(YOUR OBJECTIVE): Reproduce, word for word, all of the records; the pictures stay out.

◆ ◆ ◆ ◆

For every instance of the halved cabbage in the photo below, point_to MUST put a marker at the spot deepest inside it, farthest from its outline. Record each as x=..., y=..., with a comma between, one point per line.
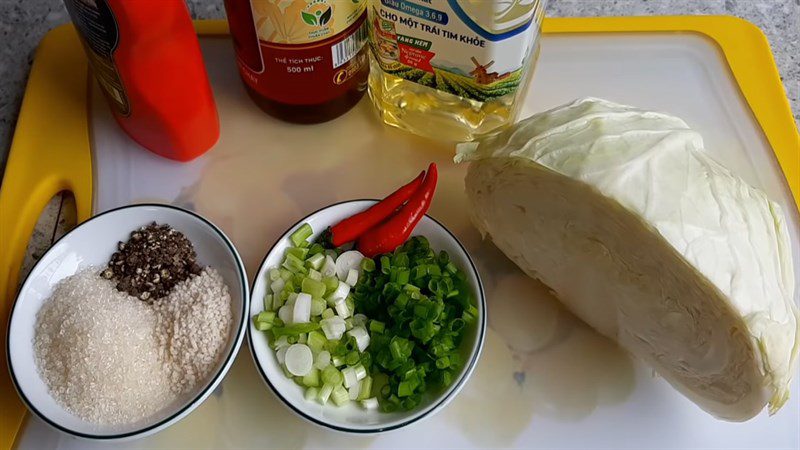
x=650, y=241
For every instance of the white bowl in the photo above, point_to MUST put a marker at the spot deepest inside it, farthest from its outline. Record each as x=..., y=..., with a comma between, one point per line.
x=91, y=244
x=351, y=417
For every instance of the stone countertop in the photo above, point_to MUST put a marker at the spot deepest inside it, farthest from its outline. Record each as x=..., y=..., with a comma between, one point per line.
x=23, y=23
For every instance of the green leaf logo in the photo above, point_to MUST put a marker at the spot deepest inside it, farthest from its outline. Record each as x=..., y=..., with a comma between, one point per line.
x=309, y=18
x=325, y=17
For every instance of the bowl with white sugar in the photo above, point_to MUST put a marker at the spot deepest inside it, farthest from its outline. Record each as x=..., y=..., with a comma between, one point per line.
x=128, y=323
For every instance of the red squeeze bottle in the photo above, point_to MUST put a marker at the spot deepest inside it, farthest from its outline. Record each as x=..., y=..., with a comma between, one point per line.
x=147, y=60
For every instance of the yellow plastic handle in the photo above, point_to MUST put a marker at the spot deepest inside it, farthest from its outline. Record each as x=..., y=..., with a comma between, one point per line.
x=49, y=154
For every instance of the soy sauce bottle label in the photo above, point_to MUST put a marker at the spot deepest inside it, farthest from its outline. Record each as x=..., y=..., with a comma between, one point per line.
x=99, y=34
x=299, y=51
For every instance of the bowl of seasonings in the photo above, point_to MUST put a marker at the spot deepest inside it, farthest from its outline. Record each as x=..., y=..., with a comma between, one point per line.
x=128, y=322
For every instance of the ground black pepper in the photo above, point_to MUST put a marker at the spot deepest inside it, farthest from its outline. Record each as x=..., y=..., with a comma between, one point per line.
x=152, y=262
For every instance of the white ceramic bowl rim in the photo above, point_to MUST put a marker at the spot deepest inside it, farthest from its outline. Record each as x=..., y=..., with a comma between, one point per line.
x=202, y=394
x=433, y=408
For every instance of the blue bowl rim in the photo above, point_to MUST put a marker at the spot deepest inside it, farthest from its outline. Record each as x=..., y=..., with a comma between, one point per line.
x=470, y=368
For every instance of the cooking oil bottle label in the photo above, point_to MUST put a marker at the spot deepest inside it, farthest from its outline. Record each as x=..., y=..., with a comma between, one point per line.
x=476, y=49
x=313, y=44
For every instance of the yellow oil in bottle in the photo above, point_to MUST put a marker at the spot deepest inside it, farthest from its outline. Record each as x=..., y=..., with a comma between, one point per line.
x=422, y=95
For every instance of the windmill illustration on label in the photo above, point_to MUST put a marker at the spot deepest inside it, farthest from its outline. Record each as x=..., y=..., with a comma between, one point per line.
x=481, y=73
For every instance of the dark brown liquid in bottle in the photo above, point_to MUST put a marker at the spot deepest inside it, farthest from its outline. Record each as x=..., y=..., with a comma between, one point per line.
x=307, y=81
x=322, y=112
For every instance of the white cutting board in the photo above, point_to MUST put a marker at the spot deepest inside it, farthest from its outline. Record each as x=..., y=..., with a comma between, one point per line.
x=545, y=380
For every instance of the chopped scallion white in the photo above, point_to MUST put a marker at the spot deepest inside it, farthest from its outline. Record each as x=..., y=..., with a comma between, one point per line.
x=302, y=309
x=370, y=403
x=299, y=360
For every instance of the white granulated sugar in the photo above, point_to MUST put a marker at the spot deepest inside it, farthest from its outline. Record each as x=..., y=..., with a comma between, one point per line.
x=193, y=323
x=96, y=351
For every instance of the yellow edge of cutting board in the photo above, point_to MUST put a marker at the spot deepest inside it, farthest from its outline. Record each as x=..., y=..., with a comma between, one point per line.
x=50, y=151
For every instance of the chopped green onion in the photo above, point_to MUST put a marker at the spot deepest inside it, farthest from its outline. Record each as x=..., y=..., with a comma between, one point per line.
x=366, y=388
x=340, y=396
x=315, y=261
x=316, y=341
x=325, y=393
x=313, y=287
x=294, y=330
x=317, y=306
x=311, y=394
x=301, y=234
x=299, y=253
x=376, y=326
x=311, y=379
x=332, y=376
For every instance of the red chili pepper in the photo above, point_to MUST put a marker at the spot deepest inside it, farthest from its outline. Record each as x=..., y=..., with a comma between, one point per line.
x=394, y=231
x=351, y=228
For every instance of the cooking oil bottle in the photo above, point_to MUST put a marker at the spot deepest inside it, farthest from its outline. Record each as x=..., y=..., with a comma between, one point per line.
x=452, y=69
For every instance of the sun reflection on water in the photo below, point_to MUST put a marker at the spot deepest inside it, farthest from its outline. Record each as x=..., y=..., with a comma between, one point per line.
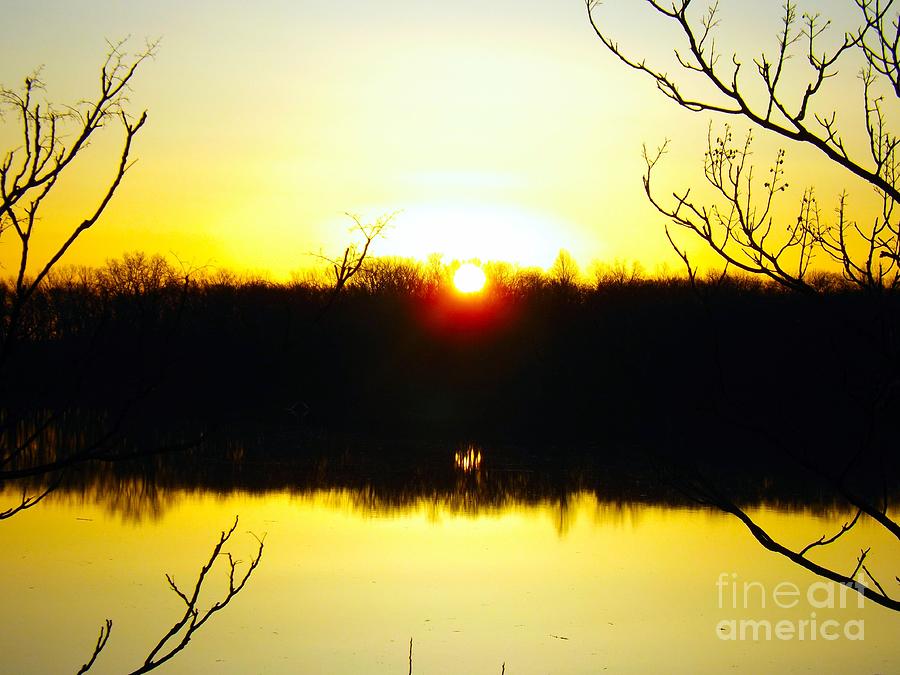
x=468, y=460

◆ ◆ ◆ ◆

(FINISHED TASK):
For every instance of the halved cabbage in the photo below, point_to MUST put a marker at the spot deepest inside it, farthest from its outline. Record each as x=..., y=..., with a comma between, one point per line.
x=650, y=241
For every instance of the white bowl in the photo above, point_to MUST put a marker at the spot deepest inside it, farthest from its outline. Record each as x=..., y=..., with a comma between, one point per line.
x=91, y=244
x=351, y=417
For every instance of the stone countertop in the photo above, point_to MUST put a marker at the spot deepest inside it, farthest from its outline. Record each as x=..., y=..., with a comma between, one point per line.
x=23, y=23
For every instance of the green leaf logo in the photo above, point_to MUST put a marker at the spot deepest inside it, farthest from its outline. Record each as x=..., y=..., with a comma between, one point per line.
x=309, y=18
x=325, y=17
For every instance of the bowl with white sugar in the photo above, point_to MUST put a marker at the spot deepest inside it, farthest from its outline. Record each as x=..., y=..., with a comma between, one point per line.
x=128, y=323
For every instance of the red squeeze bottle in the photo above, point_to MUST put a marker at the spot deepest inside it, farthest from its outline. Record each as x=..., y=..., with a comma between, one point per line.
x=147, y=60
For every instance of the yellow plastic handle in the photo above, point_to MUST put a marker at the spot deepest inside it, farthest from its outline. Record each as x=..., y=..., with a comma between, one point per line.
x=49, y=154
For every instance of the soy sauce bottle label in the photo above, point_to MUST put a marker at the spot deepest inside it, farthest from its outline. Record each as x=..., y=..., with a comma between, one point per line.
x=99, y=34
x=299, y=51
For every instance of the bowl of seasonings in the photo above, point_to MUST put a marker at the spot deepest inside it, farthest from its outline. Record each as x=..., y=..., with a comma between, one point per line.
x=128, y=322
For every instance of the ground black pepper in the photo above, point_to MUST put a marker at the spot deepest inside it, farthest from its outline. Record each as x=..., y=..., with a comma between, one point per line.
x=152, y=262
For every instance of the white ceramic bowl rim in the photo above, point_to MUST put a marker at the spot deepest inside it, farthest from its outline. Record each as x=..., y=..., with a comma between, one point per line.
x=202, y=394
x=433, y=408
For every instance of the blue bowl rim in the photo above, point_to MUST put a marker at the spot deepest inside it, farthest from its outline. Record each as x=..., y=..., with a comma between, one point per line.
x=470, y=368
For every instance of the cooking oil bottle label in the photo above, point_to MUST put a marker at the spot deepest inside it, farthest from its outline. Record each as x=..., y=..., with a comma between, one point per line.
x=476, y=49
x=313, y=44
For every instance of the yellow oil in bottle in the photo above, point_to MUST put a marker at the spot deepest inside it, farthest from its outline. Record each as x=..., y=..., with a comma between, one point per line.
x=422, y=95
For every instance of the windmill illustration on label in the photo above, point_to MUST put a marker at the spot deepest inside it, farthest from its outline. Record each as x=..., y=..., with a comma between, one point per line.
x=481, y=73
For every instance of the dark brown liquid in bottle in the photo above, point_to MUST put a marker at the spot deepest inside it, farthest from its outline. Record each as x=..., y=..., with a comma between, one point per line.
x=307, y=81
x=322, y=112
For every instance of the white cutting board in the photo above, point_to MUST put a marker at the spot deepest inside it, farthest from its outline. Record each as x=..., y=..., with a comma between, one point per line.
x=545, y=380
For every instance of the chopped scallion white in the photo above, point_to MUST put a marker at the spot deepest inside it, farthest from its outline. Record each as x=..., y=..., with a comma between, one point per line.
x=302, y=309
x=370, y=403
x=299, y=360
For every instance of the white granulated sugar in the photo above, point_to MUST put a marker at the spot deepest inside it, farthest from its outline. Record each as x=..., y=..., with a comma between, one point per line.
x=193, y=323
x=96, y=351
For every instance of the yellow edge of cutting board in the photo above, point_to MUST put a marker at the spot deepest inside it, farthest from its outline. Record each as x=..., y=..., with a comma between, one point per line.
x=50, y=151
For every instance of the chopped green onion in the photo above, point_to MUST put a marker at the spot deepest inside it, farthest from its outline. Record each as x=..., y=..., with a comma between, one point per line.
x=366, y=388
x=340, y=396
x=315, y=261
x=316, y=341
x=325, y=393
x=313, y=287
x=294, y=330
x=317, y=306
x=311, y=394
x=301, y=234
x=299, y=253
x=376, y=326
x=311, y=379
x=332, y=376
For every instance of the red chili pepper in the photo above, point_to MUST put a marker at the spot deepest inside it, farthest from its outline. Record each as x=..., y=..., with a comma between, one point per line.
x=394, y=231
x=351, y=228
For every instance of the cooking oil bottle in the photo above, point_to MUST put a marker at the spot deepest inside it, farthest from its outline. Record each as x=..., y=..., with a comma between, one point per line.
x=452, y=69
For every instance of the sun reflection on water in the photo below, point_to MUST put a marker at the spot deepest inside it, farthest from its outline. Record each as x=..., y=..., with a comma between, one point per line.
x=468, y=460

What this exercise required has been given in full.